#### Records from a data source
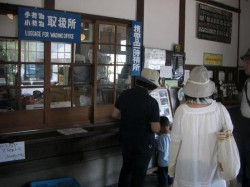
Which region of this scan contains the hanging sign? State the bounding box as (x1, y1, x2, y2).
(131, 21, 142, 76)
(18, 7, 81, 43)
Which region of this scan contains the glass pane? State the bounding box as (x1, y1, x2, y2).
(58, 43, 65, 52)
(117, 26, 132, 45)
(98, 44, 115, 57)
(97, 85, 113, 104)
(81, 22, 94, 42)
(21, 41, 44, 62)
(116, 65, 131, 84)
(5, 64, 18, 86)
(50, 87, 72, 108)
(73, 65, 92, 84)
(51, 65, 71, 85)
(7, 49, 18, 62)
(21, 64, 44, 86)
(0, 87, 17, 111)
(74, 86, 92, 106)
(21, 88, 44, 110)
(51, 43, 58, 53)
(75, 43, 93, 64)
(116, 84, 130, 100)
(1, 64, 18, 86)
(97, 65, 114, 83)
(99, 24, 115, 44)
(116, 46, 131, 64)
(65, 44, 71, 53)
(0, 39, 18, 62)
(37, 43, 44, 51)
(51, 42, 72, 63)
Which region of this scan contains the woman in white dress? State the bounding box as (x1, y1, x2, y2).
(169, 66, 234, 187)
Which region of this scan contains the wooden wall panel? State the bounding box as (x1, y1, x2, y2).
(49, 107, 91, 127)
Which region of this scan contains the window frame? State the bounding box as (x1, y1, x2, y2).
(0, 16, 132, 134)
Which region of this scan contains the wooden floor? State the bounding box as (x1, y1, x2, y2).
(105, 173, 242, 187)
(105, 173, 159, 187)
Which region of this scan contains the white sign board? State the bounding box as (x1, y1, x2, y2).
(0, 142, 25, 163)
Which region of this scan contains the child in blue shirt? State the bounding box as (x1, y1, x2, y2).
(157, 116, 173, 187)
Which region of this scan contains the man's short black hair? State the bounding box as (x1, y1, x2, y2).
(136, 79, 157, 90)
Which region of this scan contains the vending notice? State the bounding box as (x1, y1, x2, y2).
(0, 142, 25, 163)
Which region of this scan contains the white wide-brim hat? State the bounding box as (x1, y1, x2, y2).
(136, 68, 160, 88)
(183, 66, 215, 98)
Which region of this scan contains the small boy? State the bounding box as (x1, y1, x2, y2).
(156, 116, 173, 187)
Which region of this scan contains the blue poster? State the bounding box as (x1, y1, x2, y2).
(131, 21, 142, 76)
(18, 7, 81, 43)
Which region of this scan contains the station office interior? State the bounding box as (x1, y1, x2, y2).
(0, 0, 250, 187)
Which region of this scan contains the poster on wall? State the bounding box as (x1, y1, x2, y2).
(150, 88, 173, 123)
(18, 7, 81, 43)
(165, 50, 185, 81)
(144, 48, 166, 70)
(197, 3, 232, 44)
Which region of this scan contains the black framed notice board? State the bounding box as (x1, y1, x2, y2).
(197, 3, 232, 44)
(143, 48, 185, 86)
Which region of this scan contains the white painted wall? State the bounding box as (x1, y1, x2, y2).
(0, 0, 43, 7)
(0, 0, 43, 37)
(55, 0, 136, 20)
(0, 0, 248, 69)
(239, 0, 250, 67)
(0, 15, 18, 37)
(185, 0, 239, 67)
(144, 0, 179, 50)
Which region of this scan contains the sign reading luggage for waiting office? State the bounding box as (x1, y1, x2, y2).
(18, 7, 81, 43)
(197, 3, 232, 44)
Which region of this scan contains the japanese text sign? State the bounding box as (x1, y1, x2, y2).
(131, 21, 142, 76)
(18, 7, 81, 43)
(0, 142, 25, 163)
(204, 53, 223, 66)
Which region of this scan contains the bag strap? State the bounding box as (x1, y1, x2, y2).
(217, 102, 232, 132)
(217, 102, 224, 132)
(244, 80, 250, 107)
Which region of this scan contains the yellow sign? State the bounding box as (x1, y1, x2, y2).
(203, 53, 222, 66)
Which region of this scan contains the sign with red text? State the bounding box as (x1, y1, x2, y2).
(204, 53, 223, 66)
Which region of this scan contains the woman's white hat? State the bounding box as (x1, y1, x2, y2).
(136, 68, 160, 88)
(183, 66, 215, 98)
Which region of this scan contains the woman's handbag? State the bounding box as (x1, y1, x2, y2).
(217, 102, 241, 181)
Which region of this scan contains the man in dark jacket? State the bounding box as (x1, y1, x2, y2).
(112, 68, 161, 187)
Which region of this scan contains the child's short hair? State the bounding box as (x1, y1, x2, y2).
(160, 116, 170, 128)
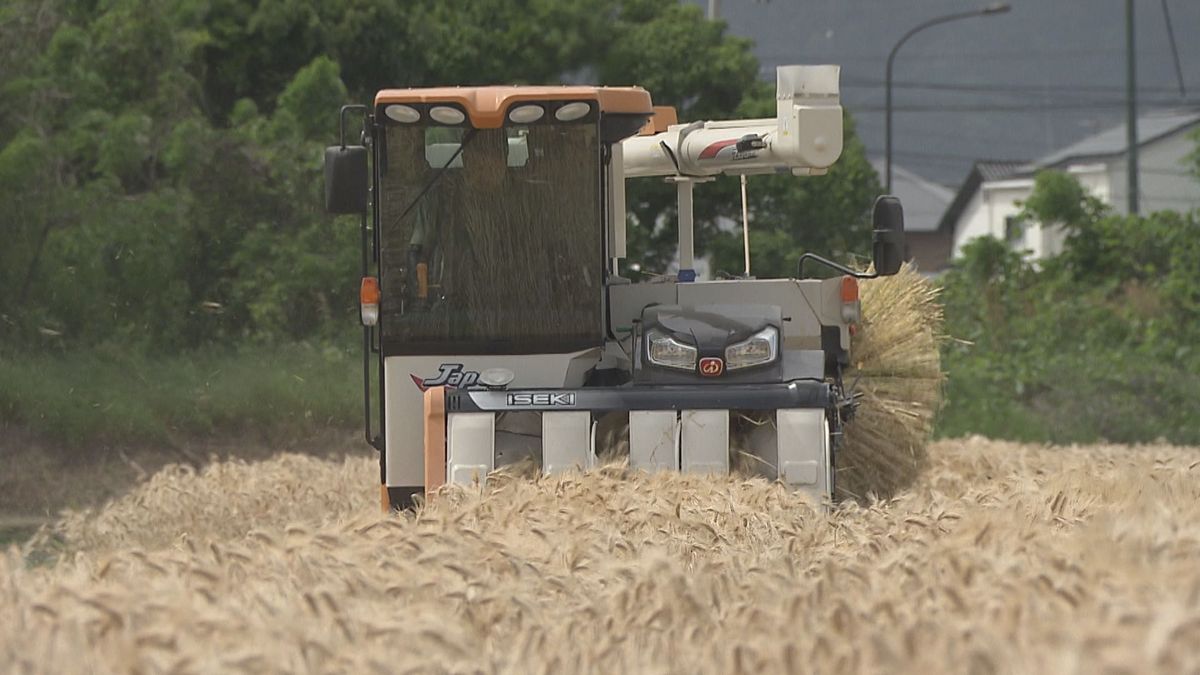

#### Exercise directions
Print all the entries exactly as they appear, without the pictures.

#### Answer area
Which region of this scan contains the hanging sign? State the bounding box as (x1, y1, x2, y2).
(131, 21, 142, 76)
(18, 7, 81, 43)
Which region of this scan contains the glass pane? State the bounding box as (x1, y1, x2, y2).
(58, 43, 65, 52)
(117, 26, 132, 45)
(98, 44, 115, 57)
(97, 85, 113, 104)
(81, 22, 94, 42)
(21, 41, 44, 62)
(116, 65, 131, 84)
(5, 64, 18, 86)
(50, 87, 72, 108)
(73, 65, 92, 84)
(51, 65, 71, 85)
(7, 49, 18, 62)
(21, 64, 44, 86)
(0, 87, 17, 111)
(74, 86, 92, 106)
(21, 88, 44, 110)
(51, 43, 58, 53)
(75, 43, 93, 64)
(116, 84, 130, 100)
(1, 64, 18, 86)
(97, 65, 114, 83)
(99, 24, 115, 44)
(116, 46, 131, 64)
(65, 44, 71, 53)
(0, 39, 18, 62)
(37, 43, 44, 51)
(51, 42, 72, 63)
Which region of this scan contains the woman in white dress? State the bounding box as (x1, y1, x2, y2).
(169, 66, 234, 187)
Which region of this scan contains the wooden wall panel? State the bounding box as (x1, y1, x2, y2).
(49, 107, 91, 127)
Which region of this scan contains the window frame? State the bounding box as (x1, y1, x2, y2).
(0, 16, 132, 134)
Which region of this scan contains the wooden floor? State the bounding box as (x1, y1, x2, y2).
(105, 173, 242, 187)
(105, 173, 159, 187)
Which region of this scan contains the white sign board? State the bounding box as (x1, y1, x2, y2).
(0, 142, 25, 163)
Which region of this scan contains the child in blue shirt? State the bounding box as (x1, y1, x2, y2).
(157, 116, 173, 187)
Which region of this scan contains the man's short black hair? State the bounding box as (x1, y1, x2, y2).
(136, 79, 157, 90)
Which region of this scan contains the vending notice? State the bounding box as (x1, y1, x2, y2).
(0, 142, 25, 163)
Which region of this scan contains the white wide-brim hat? State the bounding box as (x1, y1, x2, y2).
(136, 68, 160, 88)
(183, 66, 215, 98)
Which region of this scan contains the small boy? State the bounding box as (x1, y1, x2, y2).
(156, 116, 173, 187)
Which region of this scan contains the blue poster? State the bounding box as (x1, y1, x2, y2).
(131, 21, 142, 76)
(18, 7, 81, 43)
Which region of this scan contains the station office interior? State the bounding box as (x1, y1, x2, y2).
(0, 0, 250, 187)
Which region of this scan contains the poster on wall? State the bounding box as (x1, y1, x2, y2).
(150, 88, 173, 123)
(18, 7, 81, 43)
(165, 50, 185, 81)
(144, 48, 166, 70)
(197, 3, 232, 44)
Which region of this scan contains the black framed notice board? State the bounding box as (x1, y1, x2, y2).
(197, 3, 232, 44)
(143, 48, 185, 86)
Which region of this scan contains the white painted wall? State the bounding box as (x1, y1, x2, y2).
(0, 0, 43, 7)
(0, 0, 43, 37)
(55, 0, 136, 20)
(0, 0, 248, 69)
(239, 0, 250, 67)
(0, 15, 18, 37)
(185, 0, 239, 67)
(144, 0, 179, 50)
Which region of this scan contains the sign reading luggage for waiting office? State the bounding box as (x1, y1, x2, y2).
(18, 7, 81, 43)
(197, 3, 232, 44)
Which region of this scan contains the japanese text sign? State the bounding box as (x1, y1, x2, y2).
(131, 21, 142, 76)
(18, 7, 81, 43)
(0, 142, 25, 163)
(204, 53, 223, 66)
Which region of this scan contains the bag strap? State the bounding box as (x1, y1, x2, y2).
(217, 102, 232, 132)
(217, 102, 224, 132)
(244, 80, 250, 107)
Which region of this scan contains the yellow sign? State the bounding box as (x1, y1, x2, y2).
(203, 53, 222, 66)
Which region of this scan contains the sign with red text? State the bounding box as (x1, y1, x2, y2).
(204, 53, 223, 66)
Which region of this scan contains the woman's white hat? State the bounding box as (x1, y1, x2, y2).
(136, 68, 160, 88)
(183, 66, 215, 98)
Which region of this scan contains the woman's handbag? State the bounding box as (x1, y1, x2, y2).
(217, 102, 241, 181)
Which region of this scan contains the man in dark jacket? State the bounding box as (x1, y1, x2, y2).
(112, 68, 161, 187)
Which region of this scan contains the child's short hair? State the bounding box as (x1, y1, x2, y2).
(160, 116, 170, 128)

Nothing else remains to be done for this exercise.